Материал о брестском выставочном проекте складывается из кратких диалогов, высказываний, спорных и критических заявлений его авторов, организаторов. Приоритетным для меня стало не столько описание события, сколько отражение зарождающихся либо продолжающихся в контексте этого события дискуссий, проявление негомогенности, иногда противоречивости позиций внутри практически невидимого арт поля.
Выставка, на мой взгляд, стала своеобразной разметкой рабочих художнических стратегий, инструментов и форм реализации. Попыткой сконструировать платформу, место, пространство коммуникации, где, подавая сигналы друг другу, обмениваясь «кодами», получая допуск, происходит опознавание друг друга. И это место, географическая точка на карте Бреста, становится сегодня одним из важных пунктов жизнедеятельности фрагментированной и разряженной культурной среды. Некая пограничная зона между легитимным и подпольным, приватным и публичным, видимым и непрозрачным.

==========

> **ЧТО ТРЕБУЕТСЯ**
Повторите дословно часть текста о брестском выставочном проекте: от слов «Выставка, на мой» до слов «видимым и непрозрачным.» включительно.

> **СОХРАНЁННЫЕ ЗАПИСИ**
==========

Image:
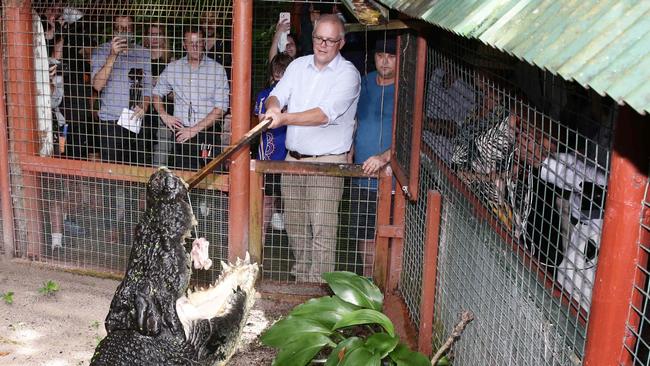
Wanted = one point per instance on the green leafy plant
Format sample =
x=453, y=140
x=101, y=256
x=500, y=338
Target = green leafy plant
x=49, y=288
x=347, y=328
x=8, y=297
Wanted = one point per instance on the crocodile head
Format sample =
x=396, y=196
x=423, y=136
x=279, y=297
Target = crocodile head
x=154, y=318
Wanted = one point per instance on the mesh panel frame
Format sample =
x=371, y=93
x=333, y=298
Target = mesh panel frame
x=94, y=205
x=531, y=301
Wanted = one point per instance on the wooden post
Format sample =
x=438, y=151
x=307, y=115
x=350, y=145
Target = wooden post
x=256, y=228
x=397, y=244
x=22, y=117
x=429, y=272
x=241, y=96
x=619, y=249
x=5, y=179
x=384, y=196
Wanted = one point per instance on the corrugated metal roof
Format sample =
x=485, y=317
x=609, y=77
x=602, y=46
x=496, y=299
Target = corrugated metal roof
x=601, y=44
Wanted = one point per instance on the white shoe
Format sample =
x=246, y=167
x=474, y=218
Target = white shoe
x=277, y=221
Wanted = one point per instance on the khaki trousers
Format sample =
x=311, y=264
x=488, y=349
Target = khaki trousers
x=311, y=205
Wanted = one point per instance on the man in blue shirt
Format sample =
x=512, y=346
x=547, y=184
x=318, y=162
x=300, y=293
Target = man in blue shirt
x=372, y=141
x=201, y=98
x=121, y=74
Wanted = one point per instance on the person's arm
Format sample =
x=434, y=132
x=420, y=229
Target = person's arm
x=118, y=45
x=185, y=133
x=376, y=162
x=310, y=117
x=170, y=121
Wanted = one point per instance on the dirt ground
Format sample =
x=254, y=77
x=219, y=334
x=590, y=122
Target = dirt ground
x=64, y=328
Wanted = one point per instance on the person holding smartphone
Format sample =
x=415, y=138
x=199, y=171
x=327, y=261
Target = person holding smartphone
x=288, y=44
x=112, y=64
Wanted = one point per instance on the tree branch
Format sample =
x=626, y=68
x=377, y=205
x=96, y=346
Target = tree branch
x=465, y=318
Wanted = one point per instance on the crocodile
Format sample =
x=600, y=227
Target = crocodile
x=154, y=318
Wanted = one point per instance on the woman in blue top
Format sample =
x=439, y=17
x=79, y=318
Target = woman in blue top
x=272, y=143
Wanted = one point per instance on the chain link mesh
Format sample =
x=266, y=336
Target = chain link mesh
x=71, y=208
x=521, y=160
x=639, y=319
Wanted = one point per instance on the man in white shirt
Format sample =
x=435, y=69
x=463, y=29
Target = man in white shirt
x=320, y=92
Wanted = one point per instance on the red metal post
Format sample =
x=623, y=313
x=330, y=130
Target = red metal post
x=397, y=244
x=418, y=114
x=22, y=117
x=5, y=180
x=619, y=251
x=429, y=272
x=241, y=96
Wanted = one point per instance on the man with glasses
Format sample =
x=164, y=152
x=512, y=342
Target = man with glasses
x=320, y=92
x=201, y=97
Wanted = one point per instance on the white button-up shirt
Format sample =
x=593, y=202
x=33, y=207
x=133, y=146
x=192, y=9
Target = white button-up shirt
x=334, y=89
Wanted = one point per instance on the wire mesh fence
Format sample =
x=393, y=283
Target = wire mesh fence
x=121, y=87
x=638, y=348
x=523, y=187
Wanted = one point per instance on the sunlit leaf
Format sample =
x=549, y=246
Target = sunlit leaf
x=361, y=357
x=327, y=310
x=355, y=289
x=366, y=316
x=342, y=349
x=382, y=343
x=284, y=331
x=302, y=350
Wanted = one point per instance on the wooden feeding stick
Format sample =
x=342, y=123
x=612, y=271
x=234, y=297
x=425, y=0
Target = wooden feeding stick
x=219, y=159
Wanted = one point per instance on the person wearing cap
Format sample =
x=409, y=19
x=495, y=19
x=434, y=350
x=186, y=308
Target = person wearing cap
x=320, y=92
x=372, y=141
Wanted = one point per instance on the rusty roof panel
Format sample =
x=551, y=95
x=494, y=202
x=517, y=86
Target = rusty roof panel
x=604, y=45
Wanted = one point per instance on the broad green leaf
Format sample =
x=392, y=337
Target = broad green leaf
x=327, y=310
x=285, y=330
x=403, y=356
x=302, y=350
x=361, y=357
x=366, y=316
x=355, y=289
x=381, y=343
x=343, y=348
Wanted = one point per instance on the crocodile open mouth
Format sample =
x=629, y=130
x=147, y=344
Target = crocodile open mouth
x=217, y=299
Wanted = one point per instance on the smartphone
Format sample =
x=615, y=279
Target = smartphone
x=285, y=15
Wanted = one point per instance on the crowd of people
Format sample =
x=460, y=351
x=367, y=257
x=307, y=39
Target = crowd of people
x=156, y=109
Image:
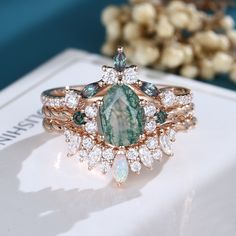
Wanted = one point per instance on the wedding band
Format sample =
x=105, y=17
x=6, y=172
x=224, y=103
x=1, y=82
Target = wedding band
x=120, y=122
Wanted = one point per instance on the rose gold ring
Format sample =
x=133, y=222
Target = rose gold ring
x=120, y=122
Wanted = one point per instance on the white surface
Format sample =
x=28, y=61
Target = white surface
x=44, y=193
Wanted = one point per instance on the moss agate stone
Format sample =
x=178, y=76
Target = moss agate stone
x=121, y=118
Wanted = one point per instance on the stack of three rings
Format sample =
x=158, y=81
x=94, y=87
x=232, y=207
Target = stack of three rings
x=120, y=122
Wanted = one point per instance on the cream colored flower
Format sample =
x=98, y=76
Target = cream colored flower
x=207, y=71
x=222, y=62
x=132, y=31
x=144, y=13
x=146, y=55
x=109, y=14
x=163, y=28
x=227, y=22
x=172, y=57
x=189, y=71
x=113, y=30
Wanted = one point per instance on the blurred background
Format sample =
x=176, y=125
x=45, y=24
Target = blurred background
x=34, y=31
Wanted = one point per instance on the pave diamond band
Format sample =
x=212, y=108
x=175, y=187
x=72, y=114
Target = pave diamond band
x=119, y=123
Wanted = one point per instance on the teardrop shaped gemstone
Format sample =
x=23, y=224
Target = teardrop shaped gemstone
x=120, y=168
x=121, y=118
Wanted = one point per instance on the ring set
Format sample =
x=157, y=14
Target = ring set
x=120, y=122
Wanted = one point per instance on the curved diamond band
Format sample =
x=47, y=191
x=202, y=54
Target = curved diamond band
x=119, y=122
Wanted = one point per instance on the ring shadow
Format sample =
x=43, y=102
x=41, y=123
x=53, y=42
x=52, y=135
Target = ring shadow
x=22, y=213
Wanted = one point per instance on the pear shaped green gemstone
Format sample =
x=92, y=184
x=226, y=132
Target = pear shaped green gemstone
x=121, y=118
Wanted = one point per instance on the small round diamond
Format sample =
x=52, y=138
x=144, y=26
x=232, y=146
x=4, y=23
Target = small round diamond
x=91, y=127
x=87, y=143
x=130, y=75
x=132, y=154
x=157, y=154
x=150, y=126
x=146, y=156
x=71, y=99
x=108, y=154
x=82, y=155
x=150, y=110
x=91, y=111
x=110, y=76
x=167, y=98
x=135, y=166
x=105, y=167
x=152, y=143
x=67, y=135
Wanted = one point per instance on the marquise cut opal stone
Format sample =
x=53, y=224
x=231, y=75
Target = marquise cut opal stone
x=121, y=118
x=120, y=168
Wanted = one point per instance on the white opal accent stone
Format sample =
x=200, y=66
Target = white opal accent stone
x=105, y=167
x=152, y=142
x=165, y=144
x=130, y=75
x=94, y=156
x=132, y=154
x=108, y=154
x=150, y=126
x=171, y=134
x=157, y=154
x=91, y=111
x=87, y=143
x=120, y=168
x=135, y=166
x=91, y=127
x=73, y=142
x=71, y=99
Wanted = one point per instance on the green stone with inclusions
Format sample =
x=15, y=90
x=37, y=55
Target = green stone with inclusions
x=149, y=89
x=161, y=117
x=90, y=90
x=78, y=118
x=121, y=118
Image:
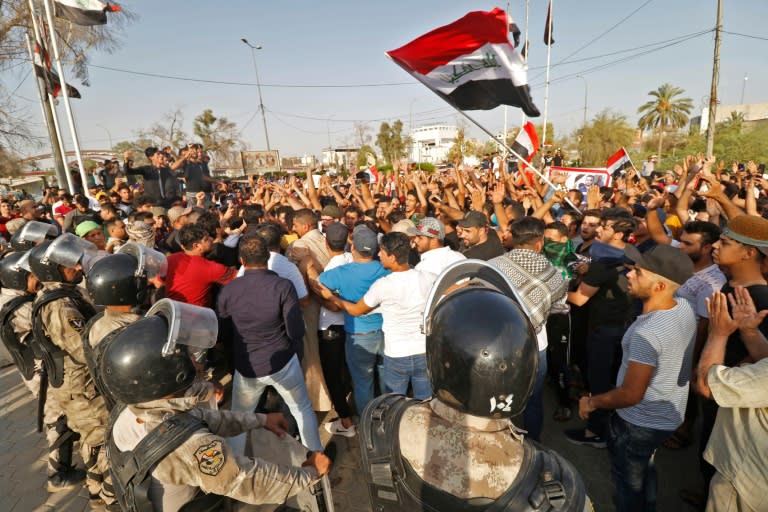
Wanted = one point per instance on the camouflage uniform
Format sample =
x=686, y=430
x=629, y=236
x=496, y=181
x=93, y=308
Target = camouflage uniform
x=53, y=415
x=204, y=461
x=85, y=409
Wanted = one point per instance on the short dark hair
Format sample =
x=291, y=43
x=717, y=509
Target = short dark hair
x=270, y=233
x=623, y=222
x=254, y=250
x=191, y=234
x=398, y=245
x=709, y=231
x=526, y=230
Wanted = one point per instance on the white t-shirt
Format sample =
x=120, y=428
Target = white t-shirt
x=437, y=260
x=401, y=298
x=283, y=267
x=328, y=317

==========

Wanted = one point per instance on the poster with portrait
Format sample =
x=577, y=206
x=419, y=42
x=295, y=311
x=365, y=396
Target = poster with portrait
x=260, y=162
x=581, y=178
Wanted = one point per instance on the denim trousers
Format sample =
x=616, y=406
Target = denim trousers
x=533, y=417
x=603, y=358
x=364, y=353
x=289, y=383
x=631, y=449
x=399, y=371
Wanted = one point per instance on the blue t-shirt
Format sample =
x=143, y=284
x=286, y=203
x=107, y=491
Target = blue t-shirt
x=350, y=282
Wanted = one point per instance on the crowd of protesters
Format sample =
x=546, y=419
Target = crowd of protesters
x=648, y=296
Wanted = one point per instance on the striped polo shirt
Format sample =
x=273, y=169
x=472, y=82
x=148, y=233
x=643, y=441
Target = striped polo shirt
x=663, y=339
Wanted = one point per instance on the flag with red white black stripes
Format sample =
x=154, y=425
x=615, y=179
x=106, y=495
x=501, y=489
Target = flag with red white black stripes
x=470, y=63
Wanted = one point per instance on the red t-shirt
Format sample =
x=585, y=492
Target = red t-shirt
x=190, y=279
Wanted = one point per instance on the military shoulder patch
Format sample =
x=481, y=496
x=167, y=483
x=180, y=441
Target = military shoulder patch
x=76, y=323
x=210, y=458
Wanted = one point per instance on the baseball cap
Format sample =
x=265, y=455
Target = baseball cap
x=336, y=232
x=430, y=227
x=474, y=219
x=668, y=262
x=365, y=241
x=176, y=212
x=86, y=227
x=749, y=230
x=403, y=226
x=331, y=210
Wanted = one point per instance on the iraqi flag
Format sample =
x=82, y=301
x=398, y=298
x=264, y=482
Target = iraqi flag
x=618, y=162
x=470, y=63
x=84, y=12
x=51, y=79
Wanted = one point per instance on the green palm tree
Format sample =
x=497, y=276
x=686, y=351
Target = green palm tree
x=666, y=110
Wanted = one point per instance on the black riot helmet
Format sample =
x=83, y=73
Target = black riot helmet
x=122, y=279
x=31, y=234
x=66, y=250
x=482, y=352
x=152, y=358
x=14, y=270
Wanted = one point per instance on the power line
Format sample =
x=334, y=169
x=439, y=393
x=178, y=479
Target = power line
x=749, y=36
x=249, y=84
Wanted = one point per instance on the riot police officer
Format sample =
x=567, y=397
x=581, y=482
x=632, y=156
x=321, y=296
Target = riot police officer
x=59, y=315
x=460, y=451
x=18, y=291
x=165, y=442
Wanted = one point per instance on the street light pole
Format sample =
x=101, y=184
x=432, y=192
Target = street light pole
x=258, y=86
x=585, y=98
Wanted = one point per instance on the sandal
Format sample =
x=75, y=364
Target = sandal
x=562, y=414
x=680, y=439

==========

> **ОТВЕТ НА ЗАДАНИЕ**
Выставка, на мой взгляд, стала своеобразной разметкой рабочих художнических стратегий, инструментов и форм реализации. Попыткой сконструировать платформу, место, пространство коммуникации, где, подавая сигналы друг другу, обмениваясь «кодами», получая допуск, происходит опознавание друг друга. И это место, географическая точка на карте Бреста, становится сегодня одним из важных пунктов жизнедеятельности фрагментированной и разряженной культурной среды. Некая пограничная зона между легитимным и подпольным, приватным и публичным, видимым и непрозрачным.